It is difficult to agree that it is found in, “ancient Jewish writings” without being told which Aramaic Targumim are being referenced. In reality, it is not only a, “relative ‘newcomer’ to Christian interpretations” but to Jewish ones as well since the original, traditional, and majority view among the earliest Jews and Christians alike is the Angel view—as I proved in my book On the Genesis 6 Affair’s Sons of God: Angels or Not?: A Survey of Early Jewish and Christian Commentaries Including Notes on Giants and the Nephilim.

Anderson notes:

Leroy Birney argues that magistrates or administrators of justice are called אֱלֹהִים [elohim] in Exodus 21:6; 22:8, 9, 28…used of them in Psalm 82:1, and the expression בְנֵי עֶלְיוֺן [ben Elion] (“sons of the Most High”) is used of the magistrates in verse 6…it was not uncommon to use divine epithets to refer to magistrates…the practice of using “divine” epithets to refer to human rulers has a long history among pagan nations…

Other interpreters, recognizing the apparent weakness of the dynastic rulers view from a lexical standpoint, have attempted to couple it with the fallen angels view (see below), arguing that the rulers in question were demon possessed.

Anderson notes, “while groups of rulers are occasionally referred to as ‘gods’ (אֱלֹהִים [elohim]) in Scripture, they are never referred to corporately as ‘sons of God’ (בְנֵי־הָאֱלֹהִים).”

Yet, moreover, there is no such concept in the entire Bible about there being anything wrong—much less flood worthy—about cross-class marriages. It is simply unknown that there was condemnation, at any point in biblical history, between hoi polloi and, “men in positions of high authority, dynastic rulers…magistrates or administrators of justice…human rulers.”

This is tantamount to what Anderson notes about the assertion that the problem is said to have been just that plus that they were polygamous, “there is no convincing evidence to suggest that polygamy would have compelled the Lord to send the catastrophic Genesis Flood.”

——

▸ **TRY IT**: Copy from the passage on the Genesis 6 "sons of God" debate, word for word, the part that begins with "Leroy Birney argues" and ends with "were demon possessed.". The entries that follow are not needed for anything here.

——

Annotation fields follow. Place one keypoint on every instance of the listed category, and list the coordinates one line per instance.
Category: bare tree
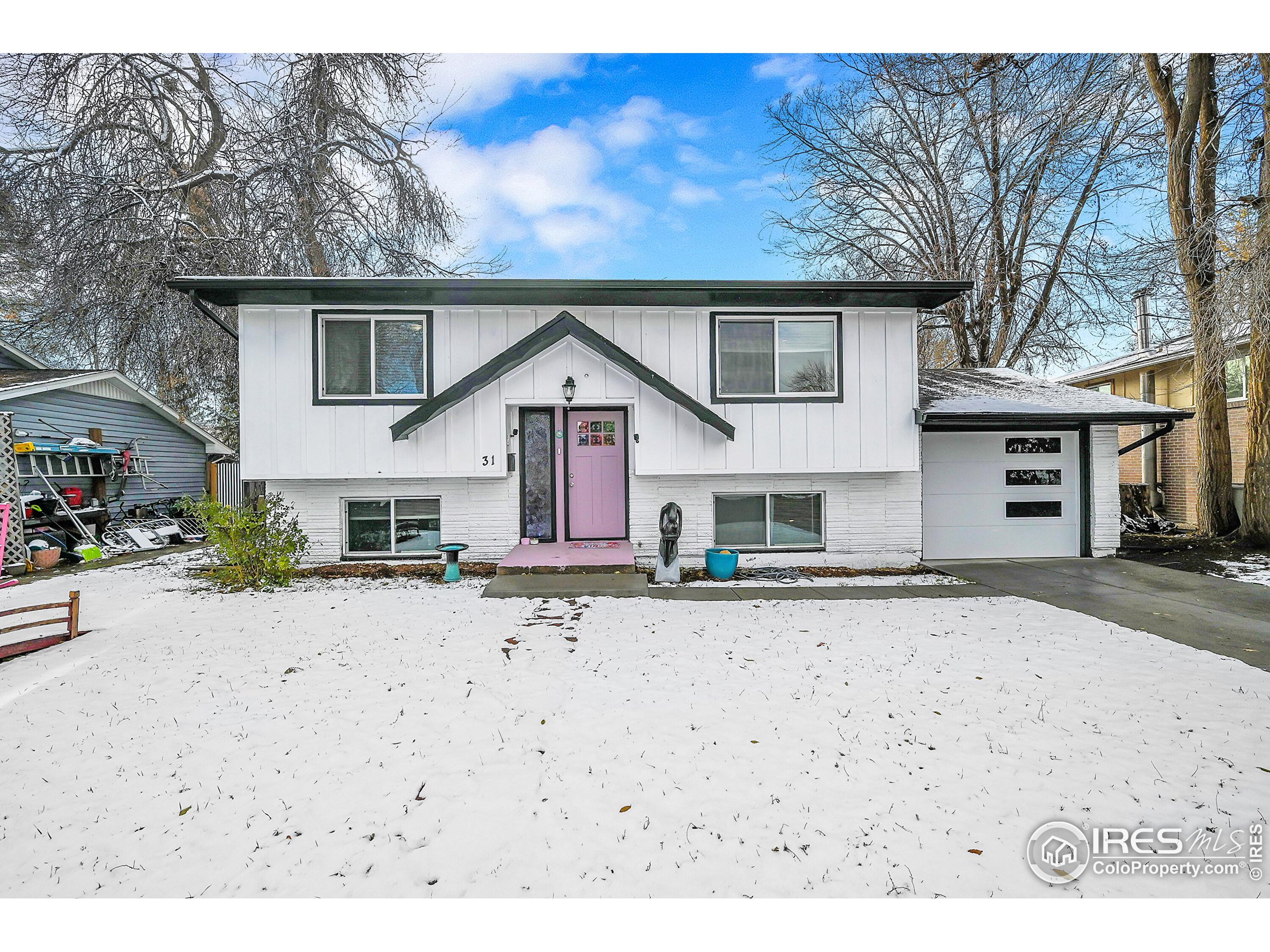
(1193, 130)
(1257, 479)
(994, 168)
(121, 172)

——

▸ **EXERCISE SOLUTION**:
Leroy Birney argues that magistrates or administrators of justice are called אֱלֹהִים [elohim] in Exodus 21:6; 22:8, 9, 28…used of them in Psalm 82:1, and the expression בְנֵי עֶלְיוֺן [ben Elion] (“sons of the Most High”) is used of the magistrates in verse 6…it was not uncommon to use divine epithets to refer to magistrates…the practice of using “divine” epithets to refer to human rulers has a long history among pagan nations…

Other interpreters, recognizing the apparent weakness of the dynastic rulers view from a lexical standpoint, have attempted to couple it with the fallen angels view (see below), arguing that the rulers in question were demon possessed.